**TEXT SECTION**
'''

While Block believes greatness, courage and autonomy are needed for the entrepreneurial mind-set to flourish, he recognises that there are certain times where it is necessary to play it safe, namely:

  • when someone is new to the job, or the work is changing to a direction in which they have little knowledge

  • when the organisation’s or department’s survival is at stake

  • following a period of risk and expansion

  • when an environment of zero trust exists

What is your mind-set?

When we choose to follow either the bureaucratic or entrepreneurial path, we are strongly affected by the cultural customs and accepted practices of our organisation, as well as our own personal values. To understand how these factors influence how we behave, Block presents two opposing cycles of activity described by the two mind-sets: the bureaucratic and entrepreneurial cycles.


The bureaucratic cycle

As shown in the diagram below, the bureaucratic cycle is a self-reinforcing four-stage cycle which encourages bureaucratic and negative political behaviour. Each stage leads to the next, resulting in a state of high dependency, which repeats the cycle.

  1. The patriarchal contract: this is the basis of the traditional contract between employer and employee which emphasises centralised control, clearly defined roles and responsibilities and the need for discipline, self-control and order.

  2. Myopic self-interest: because the patriarchal contract emphasises control and high authority, employees focus on moving up the hierarchical ladder of their organisation to gain more control and authority, rather than on doing meaningful work.

  3. Manipulative tactics: the combination of self-interest and a patriarchal contract results in manipulative behaviour, i.e. controlling people without letting them know what you are doing. The belief being that manipulating others is essential to getting to the top is a central aspect of how negative organisational politics work.

  4. Dependency: the first three stages in the cycle all conspire to create a system of high dependency. It encourages the belief that our survival at work is always in someone else’s hands.

To break this negative cycle, managers must not only begin to empower themselves, but create the conditions under which empowerment can flourish in their team. This involves a fundamental re-negotiation of the core contract between the manager and their organisation, where managers can:

  • Be their own authority rather than submitting to it.

  • Encourage self-expression in themselves and their team rather than denying it.

  • Make a commitment to the future success of their organisation rather than making sacrifices for it.

'''

**PROVIDED INFORMATION**
'''

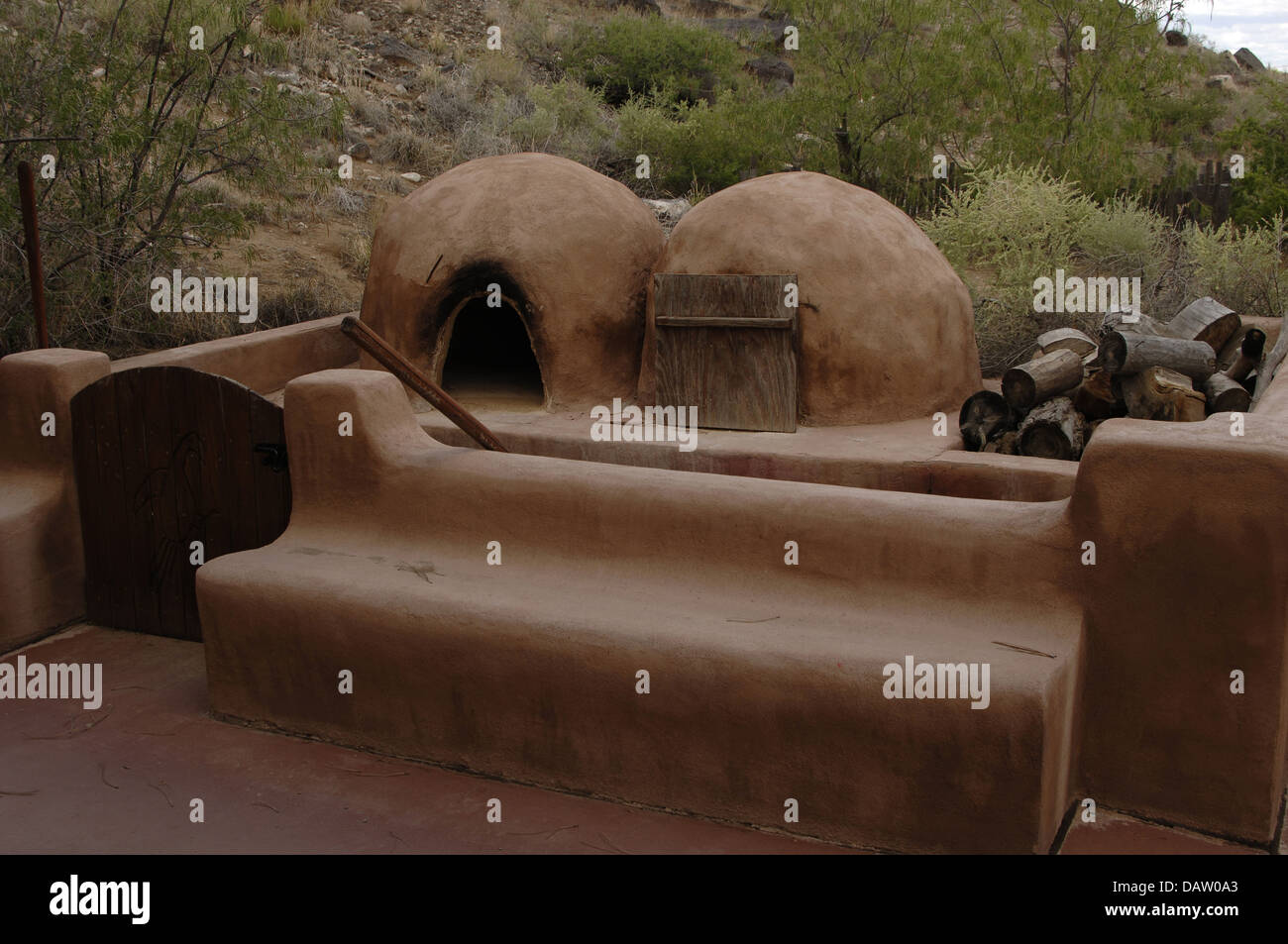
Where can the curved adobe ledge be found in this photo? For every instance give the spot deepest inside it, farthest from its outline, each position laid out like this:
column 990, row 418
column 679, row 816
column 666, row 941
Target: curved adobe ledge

'''

**CHALLENGE**
Quote the text on bureaucratic and entrepreneurial mind-sets from "When we choose" up to and including "and entrepreneurial cycles.". The listing comes from a different source than the text on bureaucratic and entrepreneurial mind-sets.

**SOLUTION TO THIS EXERCISE**
When we choose to follow either the bureaucratic or entrepreneurial path, we are strongly affected by the cultural customs and accepted practices of our organisation, as well as our own personal values. To understand how these factors influence how we behave, Block presents two opposing cycles of activity described by the two mind-sets: the bureaucratic and entrepreneurial cycles.